#### Required work:
Across the entries, how many lines have the string "curved" in them? Reply with only a number.

#### Data for this task:
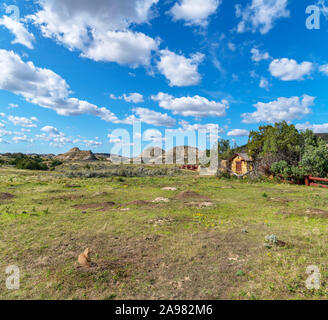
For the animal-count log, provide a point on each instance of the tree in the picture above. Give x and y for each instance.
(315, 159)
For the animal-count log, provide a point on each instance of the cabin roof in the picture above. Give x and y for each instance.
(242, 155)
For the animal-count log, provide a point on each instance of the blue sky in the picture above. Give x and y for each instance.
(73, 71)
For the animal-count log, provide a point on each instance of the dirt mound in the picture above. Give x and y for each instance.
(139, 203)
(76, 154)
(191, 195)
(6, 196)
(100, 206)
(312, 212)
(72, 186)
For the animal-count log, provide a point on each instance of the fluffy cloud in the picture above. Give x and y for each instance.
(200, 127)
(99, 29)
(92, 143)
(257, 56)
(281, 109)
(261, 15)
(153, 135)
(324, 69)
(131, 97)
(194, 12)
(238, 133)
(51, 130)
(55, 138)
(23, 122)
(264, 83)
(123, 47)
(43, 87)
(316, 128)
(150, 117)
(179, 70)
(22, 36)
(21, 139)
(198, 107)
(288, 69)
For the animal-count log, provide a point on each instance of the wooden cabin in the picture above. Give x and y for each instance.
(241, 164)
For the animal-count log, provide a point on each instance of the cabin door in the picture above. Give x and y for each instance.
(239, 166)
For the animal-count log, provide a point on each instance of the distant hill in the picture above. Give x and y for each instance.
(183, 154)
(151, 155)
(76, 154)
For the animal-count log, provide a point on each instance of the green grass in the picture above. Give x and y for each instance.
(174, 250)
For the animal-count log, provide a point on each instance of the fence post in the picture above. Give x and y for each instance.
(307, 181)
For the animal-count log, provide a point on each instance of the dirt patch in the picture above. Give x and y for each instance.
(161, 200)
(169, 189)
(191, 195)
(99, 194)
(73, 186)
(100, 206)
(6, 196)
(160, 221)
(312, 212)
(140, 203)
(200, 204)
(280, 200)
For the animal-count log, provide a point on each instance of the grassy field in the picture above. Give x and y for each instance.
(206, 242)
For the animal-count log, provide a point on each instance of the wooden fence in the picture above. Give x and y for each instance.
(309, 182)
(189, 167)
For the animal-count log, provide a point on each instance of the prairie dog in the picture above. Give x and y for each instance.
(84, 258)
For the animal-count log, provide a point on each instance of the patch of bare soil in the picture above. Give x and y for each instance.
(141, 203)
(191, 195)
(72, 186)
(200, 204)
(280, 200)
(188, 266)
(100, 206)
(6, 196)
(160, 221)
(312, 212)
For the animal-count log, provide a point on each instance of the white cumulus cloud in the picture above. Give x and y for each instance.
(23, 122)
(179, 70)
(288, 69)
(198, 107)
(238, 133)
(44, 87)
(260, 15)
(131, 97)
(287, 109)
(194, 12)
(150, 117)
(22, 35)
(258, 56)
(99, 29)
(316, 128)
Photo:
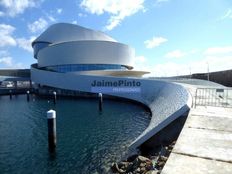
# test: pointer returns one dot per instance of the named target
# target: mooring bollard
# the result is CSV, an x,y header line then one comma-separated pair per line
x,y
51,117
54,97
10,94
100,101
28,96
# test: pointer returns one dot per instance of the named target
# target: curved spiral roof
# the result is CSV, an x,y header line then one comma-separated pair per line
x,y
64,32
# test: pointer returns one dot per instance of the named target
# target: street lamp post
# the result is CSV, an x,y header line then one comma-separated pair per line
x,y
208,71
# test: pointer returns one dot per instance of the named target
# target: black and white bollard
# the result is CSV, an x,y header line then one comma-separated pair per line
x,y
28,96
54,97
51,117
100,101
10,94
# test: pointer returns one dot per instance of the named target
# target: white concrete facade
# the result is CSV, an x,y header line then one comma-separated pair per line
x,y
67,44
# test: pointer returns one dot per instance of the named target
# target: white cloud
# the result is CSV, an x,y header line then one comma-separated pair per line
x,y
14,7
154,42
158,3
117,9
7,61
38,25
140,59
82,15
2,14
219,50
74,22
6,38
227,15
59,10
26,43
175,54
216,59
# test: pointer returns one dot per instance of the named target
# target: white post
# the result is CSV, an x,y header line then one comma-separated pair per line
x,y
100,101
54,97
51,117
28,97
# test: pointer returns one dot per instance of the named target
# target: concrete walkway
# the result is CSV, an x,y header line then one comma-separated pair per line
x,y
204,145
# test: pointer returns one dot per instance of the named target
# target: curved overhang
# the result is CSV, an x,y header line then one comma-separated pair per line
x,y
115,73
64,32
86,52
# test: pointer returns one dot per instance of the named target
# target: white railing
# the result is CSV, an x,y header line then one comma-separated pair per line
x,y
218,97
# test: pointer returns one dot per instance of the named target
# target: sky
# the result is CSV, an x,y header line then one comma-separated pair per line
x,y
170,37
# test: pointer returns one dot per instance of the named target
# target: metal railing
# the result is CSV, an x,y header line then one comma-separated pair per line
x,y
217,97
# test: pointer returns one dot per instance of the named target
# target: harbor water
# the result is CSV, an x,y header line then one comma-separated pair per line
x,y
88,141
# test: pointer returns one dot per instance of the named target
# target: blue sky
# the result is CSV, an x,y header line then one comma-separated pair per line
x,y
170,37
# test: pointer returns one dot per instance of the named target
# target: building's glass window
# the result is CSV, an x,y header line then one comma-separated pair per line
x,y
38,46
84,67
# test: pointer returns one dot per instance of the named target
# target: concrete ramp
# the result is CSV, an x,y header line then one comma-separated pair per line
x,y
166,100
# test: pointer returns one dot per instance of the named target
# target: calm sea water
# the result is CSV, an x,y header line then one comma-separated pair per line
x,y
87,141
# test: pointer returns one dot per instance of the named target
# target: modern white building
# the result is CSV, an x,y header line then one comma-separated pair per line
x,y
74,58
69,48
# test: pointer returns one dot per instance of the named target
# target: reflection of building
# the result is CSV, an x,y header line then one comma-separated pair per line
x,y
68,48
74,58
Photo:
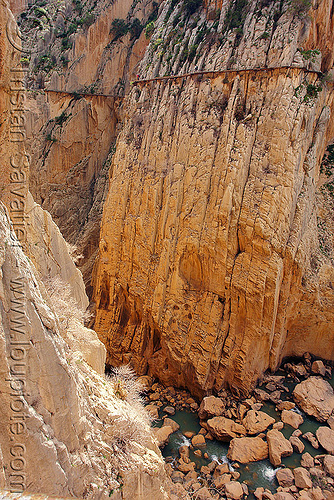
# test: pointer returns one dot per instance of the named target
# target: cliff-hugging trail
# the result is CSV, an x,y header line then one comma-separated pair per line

---

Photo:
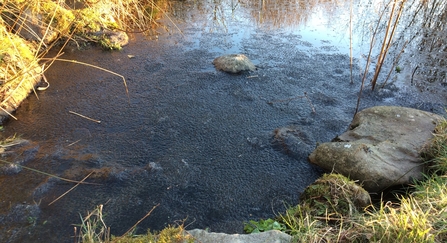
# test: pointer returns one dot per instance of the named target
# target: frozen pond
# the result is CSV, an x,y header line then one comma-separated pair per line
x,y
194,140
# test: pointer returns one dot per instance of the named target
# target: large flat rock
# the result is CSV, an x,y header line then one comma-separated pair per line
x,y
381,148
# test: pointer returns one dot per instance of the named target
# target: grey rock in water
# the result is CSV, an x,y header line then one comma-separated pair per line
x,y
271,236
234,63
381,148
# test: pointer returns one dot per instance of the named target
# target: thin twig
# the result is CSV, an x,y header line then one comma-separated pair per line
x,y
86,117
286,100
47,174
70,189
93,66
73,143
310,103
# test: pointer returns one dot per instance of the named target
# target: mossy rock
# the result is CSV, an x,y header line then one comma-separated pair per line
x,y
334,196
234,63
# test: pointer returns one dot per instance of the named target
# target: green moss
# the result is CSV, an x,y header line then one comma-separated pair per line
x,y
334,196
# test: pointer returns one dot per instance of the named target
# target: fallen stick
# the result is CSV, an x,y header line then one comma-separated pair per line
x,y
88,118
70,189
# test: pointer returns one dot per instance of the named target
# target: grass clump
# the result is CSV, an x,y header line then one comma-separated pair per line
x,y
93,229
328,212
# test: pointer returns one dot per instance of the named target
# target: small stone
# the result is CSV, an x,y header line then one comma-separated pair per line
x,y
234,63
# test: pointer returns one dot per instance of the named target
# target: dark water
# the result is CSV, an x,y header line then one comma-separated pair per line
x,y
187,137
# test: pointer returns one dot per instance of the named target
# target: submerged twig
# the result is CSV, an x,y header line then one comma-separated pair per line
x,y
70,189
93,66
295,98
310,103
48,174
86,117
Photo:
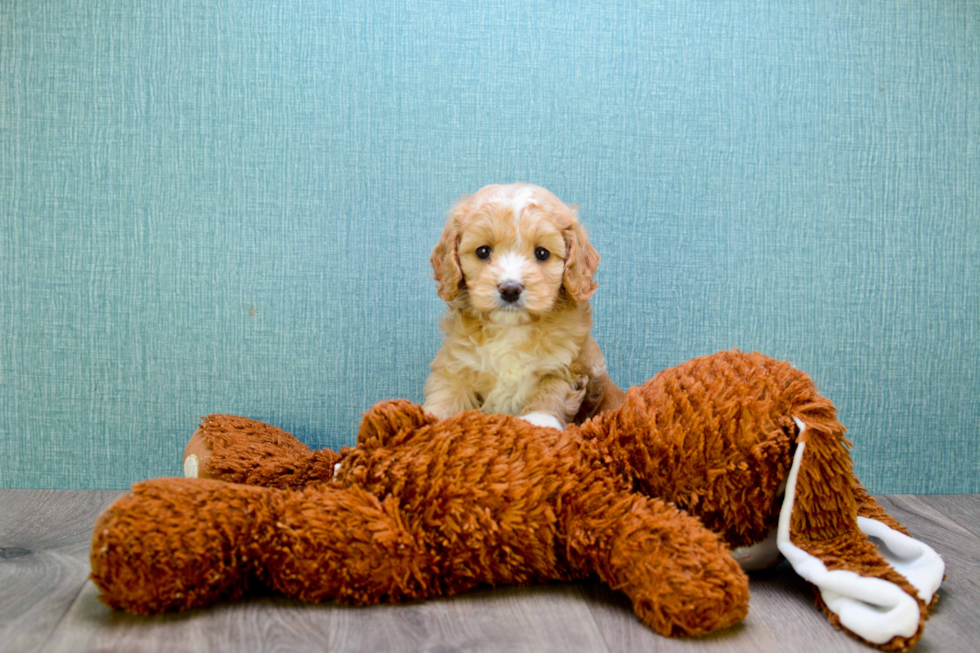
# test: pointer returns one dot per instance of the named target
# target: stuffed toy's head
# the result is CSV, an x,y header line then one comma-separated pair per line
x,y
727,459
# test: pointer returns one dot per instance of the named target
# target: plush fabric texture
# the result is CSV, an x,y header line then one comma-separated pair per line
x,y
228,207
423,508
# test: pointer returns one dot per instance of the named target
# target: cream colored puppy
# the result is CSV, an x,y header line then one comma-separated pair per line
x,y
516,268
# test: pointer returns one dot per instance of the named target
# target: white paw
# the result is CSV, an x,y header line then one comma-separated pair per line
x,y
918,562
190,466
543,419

#### Final answer:
2